◆ **Exercise description**: Locate every line in the material below that contains the string "footprint", and copy each of those lines in full.

◆ **Excerpted data**:
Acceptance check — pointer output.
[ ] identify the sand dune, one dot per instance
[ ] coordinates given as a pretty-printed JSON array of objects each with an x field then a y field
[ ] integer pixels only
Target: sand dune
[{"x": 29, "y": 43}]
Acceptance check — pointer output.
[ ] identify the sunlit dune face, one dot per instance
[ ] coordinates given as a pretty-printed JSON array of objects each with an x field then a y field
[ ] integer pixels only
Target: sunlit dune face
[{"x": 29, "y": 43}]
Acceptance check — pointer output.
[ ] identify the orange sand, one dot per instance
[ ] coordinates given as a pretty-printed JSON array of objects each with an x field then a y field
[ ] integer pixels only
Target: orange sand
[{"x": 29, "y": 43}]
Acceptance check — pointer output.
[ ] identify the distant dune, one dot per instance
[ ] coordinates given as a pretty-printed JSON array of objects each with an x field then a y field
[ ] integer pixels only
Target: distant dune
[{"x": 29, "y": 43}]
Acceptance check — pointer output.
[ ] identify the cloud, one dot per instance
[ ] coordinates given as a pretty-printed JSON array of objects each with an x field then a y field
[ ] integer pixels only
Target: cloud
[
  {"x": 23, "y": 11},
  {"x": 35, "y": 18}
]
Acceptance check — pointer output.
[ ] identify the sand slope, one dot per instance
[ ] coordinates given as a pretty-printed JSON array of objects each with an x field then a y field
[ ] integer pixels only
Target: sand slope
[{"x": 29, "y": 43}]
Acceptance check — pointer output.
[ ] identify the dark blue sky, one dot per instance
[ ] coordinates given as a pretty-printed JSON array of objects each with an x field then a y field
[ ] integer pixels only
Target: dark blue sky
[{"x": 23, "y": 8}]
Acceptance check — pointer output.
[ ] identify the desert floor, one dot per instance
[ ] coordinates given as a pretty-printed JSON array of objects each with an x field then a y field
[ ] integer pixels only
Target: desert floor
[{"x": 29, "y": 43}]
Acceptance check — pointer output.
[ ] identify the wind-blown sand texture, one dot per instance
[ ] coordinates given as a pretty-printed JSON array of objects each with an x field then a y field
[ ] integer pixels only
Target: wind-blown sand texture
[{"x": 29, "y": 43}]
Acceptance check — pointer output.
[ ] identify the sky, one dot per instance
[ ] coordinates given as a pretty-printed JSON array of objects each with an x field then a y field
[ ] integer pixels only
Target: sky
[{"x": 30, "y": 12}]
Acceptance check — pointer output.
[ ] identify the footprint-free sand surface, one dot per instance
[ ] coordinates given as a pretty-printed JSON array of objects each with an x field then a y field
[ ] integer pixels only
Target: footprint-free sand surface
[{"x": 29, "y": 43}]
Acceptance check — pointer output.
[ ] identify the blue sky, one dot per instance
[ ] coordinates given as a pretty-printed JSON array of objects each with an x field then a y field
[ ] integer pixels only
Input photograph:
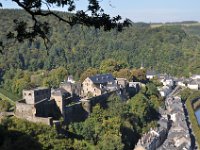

◆ **Answer to this task**:
[ ] identify the footprint-free sand surface, one dot per instance
Target: footprint-free sand surface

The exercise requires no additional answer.